::: EXERCISE PASSAGE

Our healthcare system generally accepts locum tenens medicine as a good thing. However, there is one area in which we are not so sure: psychiatry. Locums possess three characteristics that are deemed harmful to psychiatry. Those characteristics are being a stranger, being an outsider, and only being around temporarily.
Psychiatry is seen as a form of medicine that requires stability and consistency. It requires familiarity between doctor and patient. Individuals in locum tenens psychiatry jobs do not fit that bill. The fact that they are outsiders and only around temporarily doesn’t tend to lend itself well to stability. The fact that they are strangers makes them incapable of that familiarity patients so desperately want.
So, is locum tenens psychiatry a bad idea? Absolutely not. Illustrating the point is a May 2019 article written by former locum tenens practitioner Dr. Lawrence Climo. His article in Psychiatric Times lays out just how locum psychiatry can be good for both doctor and patient alike.
A Fresh Perspective
Dr. Climo was the director of a struggling mental health center when he was unceremoniously let go. Though already at retirement age, he decided to go into locum tenens work as a means of getting away from an unfortunate situation and getting his head back together. Early on in his locum career he realized that he could bring a fresh perspective to the table.
He discovered that his perspective was often welcomed by his colleagues, especially when they were dealing with cases that seem to be sputtering. Being a stranger to the environment, he didn’t come into it with any preconceived notions. Every patient he saw was new to him. Therefore, he had a perspective that the rest of his colleagues did not have.

::::::

_TASK INSTRUCTIONS_:
A) For the passage on locum tenens psychiatry, decide whether each statement agrees with it. Answer yes or no and quote the deciding words. (i) Dr. Climo had already reached retirement age when he took up locum tenens work. (ii) Dr. Climo's article was published in 2018. (iii) His colleagues usually rejected Dr. Climo's perspective.
B) Pick up the passage on locum tenens psychiatry after its final sentence and continue writing it.

::: MATERIAL SHOWN

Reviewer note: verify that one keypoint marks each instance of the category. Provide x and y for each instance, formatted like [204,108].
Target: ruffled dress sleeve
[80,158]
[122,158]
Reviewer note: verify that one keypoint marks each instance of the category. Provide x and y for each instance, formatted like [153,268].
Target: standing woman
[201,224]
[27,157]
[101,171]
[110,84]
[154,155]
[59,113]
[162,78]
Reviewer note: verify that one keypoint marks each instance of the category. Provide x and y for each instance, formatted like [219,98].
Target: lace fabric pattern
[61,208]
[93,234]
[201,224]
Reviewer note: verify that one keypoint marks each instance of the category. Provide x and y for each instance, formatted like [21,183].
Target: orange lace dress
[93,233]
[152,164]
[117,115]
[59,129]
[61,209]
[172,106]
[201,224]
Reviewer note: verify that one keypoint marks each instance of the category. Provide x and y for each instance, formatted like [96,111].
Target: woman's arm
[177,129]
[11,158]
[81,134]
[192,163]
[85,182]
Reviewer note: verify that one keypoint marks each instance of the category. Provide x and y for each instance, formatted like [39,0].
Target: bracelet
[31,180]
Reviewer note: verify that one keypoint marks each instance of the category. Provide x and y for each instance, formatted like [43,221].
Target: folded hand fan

::::::

_TASK-BY-TASK RESULTS_:
A)
(i) Yes: "Though already at retirement age, he decided to go into locum tenens work"
(ii) No: "a May 2019 article written by former locum tenens practitioner Dr. Lawrence Climo"
(iii) No: "his perspective was often welcomed by his colleagues"

B)
More Focus on Patients
Climo also discovered that, as a locum tenens psychiatrist, he could focus his attention solely on patients. He didn’t have to worry about performance reviews, filling empty hospital beds, or even giving the referring doctor a temporary break. None of that was his concern. His goal was to help make patients well.
This is an obvious benefit for the doctor who simply wants to practice medicine without the politics. But it is also good for patients inasmuch as the decisions being made about their care are driven by what’s best for them rather than what is best for the hospital or clinic.
Disarming the Patient
Dr. Climo’s excellent article discusses many more benefits of his time as a locum tenens provider. Of the many positive experiences listed, let’s talk about Climo learning that he could disarm defensive patients. He specifically cited one patient who continually denied his illness, refused to take his meds, and regularly used alcohol and illicit drugs.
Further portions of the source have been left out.